Copy out every one of the rows below word for word, keeping their order.

Position identification records
* BEGIN *

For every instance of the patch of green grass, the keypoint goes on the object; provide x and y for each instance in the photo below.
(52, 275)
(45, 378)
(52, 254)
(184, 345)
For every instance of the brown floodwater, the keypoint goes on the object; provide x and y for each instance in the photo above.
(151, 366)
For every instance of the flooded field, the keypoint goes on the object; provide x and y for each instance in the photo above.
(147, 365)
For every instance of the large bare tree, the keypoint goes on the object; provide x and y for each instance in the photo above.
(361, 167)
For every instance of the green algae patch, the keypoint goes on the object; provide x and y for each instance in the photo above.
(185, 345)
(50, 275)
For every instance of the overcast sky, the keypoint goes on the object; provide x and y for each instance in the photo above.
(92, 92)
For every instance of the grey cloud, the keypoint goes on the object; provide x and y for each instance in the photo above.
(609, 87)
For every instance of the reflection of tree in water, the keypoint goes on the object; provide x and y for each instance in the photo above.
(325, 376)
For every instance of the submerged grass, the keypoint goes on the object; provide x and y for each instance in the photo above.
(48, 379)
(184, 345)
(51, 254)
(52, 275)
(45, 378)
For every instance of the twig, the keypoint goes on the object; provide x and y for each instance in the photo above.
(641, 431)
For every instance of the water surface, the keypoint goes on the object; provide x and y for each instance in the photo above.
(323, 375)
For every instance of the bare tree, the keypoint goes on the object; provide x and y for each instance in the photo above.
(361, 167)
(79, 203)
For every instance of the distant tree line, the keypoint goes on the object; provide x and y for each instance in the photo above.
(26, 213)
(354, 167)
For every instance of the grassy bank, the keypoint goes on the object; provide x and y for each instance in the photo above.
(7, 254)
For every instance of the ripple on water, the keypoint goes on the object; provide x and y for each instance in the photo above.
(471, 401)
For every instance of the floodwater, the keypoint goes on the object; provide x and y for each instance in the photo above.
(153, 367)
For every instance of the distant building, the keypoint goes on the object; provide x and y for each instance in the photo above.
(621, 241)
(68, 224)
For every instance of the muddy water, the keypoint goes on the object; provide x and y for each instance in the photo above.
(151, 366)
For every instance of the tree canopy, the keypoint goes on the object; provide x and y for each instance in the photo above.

* END *

§ Reply to the task:
For every instance of the patch of green grass, the keypoint goes on the object; provide x and y for each instance in the photo below.
(52, 275)
(45, 378)
(52, 254)
(184, 345)
For every instance of the brown floodwater, the keypoint goes on the object; provide x and y for each instance in the photo above.
(151, 366)
For every instance of the flooded field, the keypoint goes on the object; provide x and y for each instance in the photo above.
(147, 365)
For every instance of the large bare tree, the keypoint goes on the object; provide x and y for each instance in the photo above.
(361, 167)
For every instance of the green algae patch, the keypoint goes on the object; provide x and y for each instance in the photo above.
(185, 345)
(50, 275)
For every instance of the overcast sky, the keypoint goes on the object; provide x and y for each instance in the photo above.
(92, 92)
For every instance of the grey cloud, the keypoint goes on the object; provide x and y for each instance in the photo above.
(609, 87)
For every instance of the reflection of tree in water, the keypoint goes on the object; provide x and y for each instance in the photo above.
(325, 376)
For every instance of the submerged grass, the keypoint goes on the object; provide x and y for each instance in the photo above.
(48, 379)
(184, 345)
(51, 254)
(52, 275)
(45, 378)
For every instance of the twig, the keypoint goes on the object; provide x and y for each instance in the photo above.
(641, 431)
For every instance of the water surface, the keypoint goes on the object; provide x and y for each instance in the photo above.
(323, 375)
For every instance of the bare tree, the keypoint goes on the object; provide x and y for each instance in the photo above.
(361, 167)
(79, 203)
For every instance of the distant tree line, the keypoint goes on the object; provide x and y for each instance in the photo above.
(26, 213)
(354, 167)
For every instance of the grassy bank, the keypoint goes on the object; provide x and y for each instance in the photo above.
(7, 254)
For every instance of the ripple on water, the keypoint goes on the object; provide x and y for each instance in the photo above.
(471, 401)
For every instance of the floodwater, the keypoint goes on the object; provide x and y for each instance in the photo above.
(153, 367)
For every instance of the distant building, the keypoint goes on the object; provide x and y for each instance in the photo above.
(621, 241)
(68, 224)
For every instance of the muddy water, the keypoint goes on the object; provide x and y for each instance in the photo above.
(151, 366)
For every instance of the tree canopy, the keypoint goes on the object; provide x and y for each instance in the photo above.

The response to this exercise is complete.